# TASK REQUIREMENTS:
Can you output the material exactly as written, minus any pictures it holds?

[Start DATA PROVIDED]

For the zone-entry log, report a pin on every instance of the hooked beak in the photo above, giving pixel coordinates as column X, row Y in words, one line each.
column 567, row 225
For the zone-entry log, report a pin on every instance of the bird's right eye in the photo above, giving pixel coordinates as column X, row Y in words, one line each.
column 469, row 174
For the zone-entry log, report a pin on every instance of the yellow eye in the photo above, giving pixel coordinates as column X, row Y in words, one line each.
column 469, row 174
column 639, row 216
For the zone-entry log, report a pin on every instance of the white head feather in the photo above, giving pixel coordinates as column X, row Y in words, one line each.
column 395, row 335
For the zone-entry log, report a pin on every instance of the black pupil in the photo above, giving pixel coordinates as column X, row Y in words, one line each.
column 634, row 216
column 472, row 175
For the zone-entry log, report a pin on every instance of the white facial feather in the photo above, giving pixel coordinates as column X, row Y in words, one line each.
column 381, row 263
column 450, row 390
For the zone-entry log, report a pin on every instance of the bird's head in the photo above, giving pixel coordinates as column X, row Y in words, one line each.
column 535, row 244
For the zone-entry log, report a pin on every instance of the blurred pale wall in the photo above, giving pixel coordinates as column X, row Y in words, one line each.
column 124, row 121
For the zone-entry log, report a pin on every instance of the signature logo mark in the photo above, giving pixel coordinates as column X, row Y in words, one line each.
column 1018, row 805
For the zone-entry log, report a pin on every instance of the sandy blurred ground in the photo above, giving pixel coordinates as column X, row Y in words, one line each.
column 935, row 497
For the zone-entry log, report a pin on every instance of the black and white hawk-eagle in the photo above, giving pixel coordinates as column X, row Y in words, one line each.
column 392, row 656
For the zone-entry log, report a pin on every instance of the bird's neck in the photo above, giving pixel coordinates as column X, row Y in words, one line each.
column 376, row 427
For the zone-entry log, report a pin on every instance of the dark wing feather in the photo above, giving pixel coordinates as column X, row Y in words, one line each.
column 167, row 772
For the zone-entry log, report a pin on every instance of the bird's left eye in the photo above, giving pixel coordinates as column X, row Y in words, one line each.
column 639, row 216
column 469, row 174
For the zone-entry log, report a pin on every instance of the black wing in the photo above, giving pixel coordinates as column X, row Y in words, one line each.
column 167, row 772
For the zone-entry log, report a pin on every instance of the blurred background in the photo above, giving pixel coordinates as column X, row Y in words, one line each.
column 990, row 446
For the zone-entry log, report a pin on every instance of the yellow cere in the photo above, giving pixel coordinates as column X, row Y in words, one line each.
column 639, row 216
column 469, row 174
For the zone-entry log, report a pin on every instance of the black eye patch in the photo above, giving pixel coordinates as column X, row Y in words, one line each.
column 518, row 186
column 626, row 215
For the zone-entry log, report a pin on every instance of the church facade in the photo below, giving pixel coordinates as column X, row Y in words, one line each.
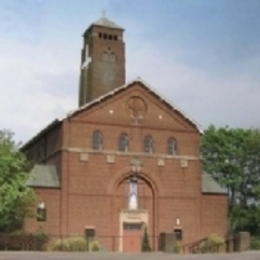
column 124, row 161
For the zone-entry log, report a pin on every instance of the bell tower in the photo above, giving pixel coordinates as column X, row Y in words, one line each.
column 102, row 66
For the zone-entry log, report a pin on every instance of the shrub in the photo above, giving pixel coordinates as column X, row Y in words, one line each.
column 212, row 243
column 73, row 244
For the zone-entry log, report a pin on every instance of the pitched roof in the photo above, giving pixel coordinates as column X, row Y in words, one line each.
column 44, row 176
column 209, row 185
column 104, row 22
column 147, row 87
column 112, row 93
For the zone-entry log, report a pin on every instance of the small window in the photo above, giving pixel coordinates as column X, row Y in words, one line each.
column 41, row 150
column 97, row 140
column 112, row 57
column 148, row 144
column 105, row 56
column 178, row 234
column 41, row 212
column 171, row 146
column 90, row 232
column 123, row 143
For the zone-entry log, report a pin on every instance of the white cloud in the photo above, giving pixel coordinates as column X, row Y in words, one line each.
column 40, row 83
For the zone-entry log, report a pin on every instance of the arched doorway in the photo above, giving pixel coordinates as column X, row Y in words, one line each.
column 131, row 217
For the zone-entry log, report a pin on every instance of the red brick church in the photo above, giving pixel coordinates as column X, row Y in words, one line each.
column 125, row 159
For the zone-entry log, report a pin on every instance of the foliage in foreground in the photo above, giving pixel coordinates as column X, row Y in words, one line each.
column 15, row 197
column 73, row 244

[End DATA PROVIDED]

# SOLVED PROBLEM:
For the zone-entry log, report a pin on every instance of the hooked beak in the photo above, giving pixel coordinates as column X, row Y in words, one line each.
column 567, row 225
For the zone-entry log, report a pin on every instance of the bird's right eye in the photo above, giving pixel coordinates as column X, row Y in words, one line each.
column 469, row 174
For the zone-entry log, report a pin on every instance of the yellow eye in the photo above, giving pixel coordinates as column X, row Y in words, one line each.
column 469, row 174
column 639, row 216
For the zone-entry log, report a pin on every instance of the white head feather in the photo above, giving pixel coordinates as column X, row Y in words, one line each.
column 395, row 335
For the zone-entry log, report a pin on every instance of the black pupil in the photo above, giving pixel coordinates as column X, row Y in words, one line each.
column 634, row 216
column 472, row 175
For the zone-entry log, report a pin on every instance of the white facial feather in the photo above, giving pixel coordinates as column X, row Y in words, one line each.
column 381, row 263
column 450, row 390
For the zone-entry log, report a pin on every instance of the bird's head in the photo above, giving pixel coordinates as column X, row Y in words, one line each.
column 535, row 244
For the zone-entry log, report a pin on every instance of the blurred pale wall in the photo above, giving pixel coordinates as column X, row Y in words, one line each.
column 124, row 121
For the zone-entry log, report a pin on every instance of the signature logo mark in the photo above, giving pixel coordinates as column X, row Y in words, one line each.
column 1018, row 805
For the zone-entry log, report a pin on every instance of the sandy blurred ground in the photo above, giving pixel coordinates as column X, row Y in words, one line each.
column 935, row 497
For the zone-entry log, report a pin on every instance of the black and white hawk-eagle in the photo above, giving pixel coordinates as column X, row Y in words, one line each.
column 392, row 656
For the zone-entry log, report a pin on every instance of the bird's neck in the photo above, giving pixel coordinates as column X, row Y in words, one line each.
column 376, row 427
For the zone-entry log, report a pin on every instance of the dark wing feather in the photo above, giving pixel coordinates as column X, row Y in words, one line each.
column 167, row 772
For the zone-entry log, report a pin on every instance of the bird's left eye in the photo above, giving pixel coordinates as column X, row Y in words, one line each.
column 639, row 216
column 469, row 174
For the zone-entry log, report a pin on every instance of the black wing in the photo above, giving pixel coordinates as column X, row Y in words, one line each.
column 167, row 772
For the zone-entry log, report a pin on every instance of the blurred background in the photo above, giving pixel coordinates as column X, row Y in words, one line each.
column 990, row 446
For the zone-entry log, report a pin on every instance of the yellow cere in the photo above, giving pixel coordinates as column X, row Y in words, one line each.
column 639, row 216
column 469, row 174
For the zone-entry log, report a pin on every instance of the black eye patch in the photo above, giving pixel coordinates as column X, row Y in words, one line each.
column 518, row 186
column 626, row 215
For the zone-entry log, report a pin on every instance of the church facade in the photo below, giving pixel coordinates as column X, row Y in words, one line each.
column 124, row 161
For the zone-entry log, report a pin on every instance of the bell tower in the photo above, giving pixel coordinates as column X, row Y in words, one line each.
column 102, row 66
For the zone-entry log, report a pin on every instance of the shrub in the photo above, giving pixel coordinates as column X, row Y in words, one line each.
column 212, row 243
column 73, row 244
For the zone-entry log, report a pin on every instance of the pitched roof in the photo above, giving pixel coordinates as column X, row Y in words, one line each.
column 44, row 176
column 209, row 185
column 104, row 22
column 147, row 87
column 112, row 93
For the zone-entry log, report a pin on every instance of the small window in the photo above, giving pixel coordinates as column X, row Y in words, one line each.
column 41, row 150
column 97, row 140
column 112, row 57
column 148, row 144
column 105, row 56
column 178, row 234
column 41, row 212
column 171, row 146
column 90, row 232
column 123, row 143
For the zone-entry log, report a pin on every instance of the white cloud in the photo above, giving pixel coordinates as column X, row Y in words, one line each.
column 40, row 83
For the zone-entry log, report a pin on every instance of the arched doorway in the photo above, giving pixel coordinates as column X, row Y in words, one line each.
column 131, row 217
For the zone-entry log, report a pin on every instance of the red brick church in the photo above, giving pixel coordinates as column X, row Y in words, one line each.
column 125, row 159
For the zone-entry log, report a pin on every instance of the foliage in foreground in the photo above, giving pixel coordinates as column X, row Y in words, one line each.
column 15, row 197
column 73, row 244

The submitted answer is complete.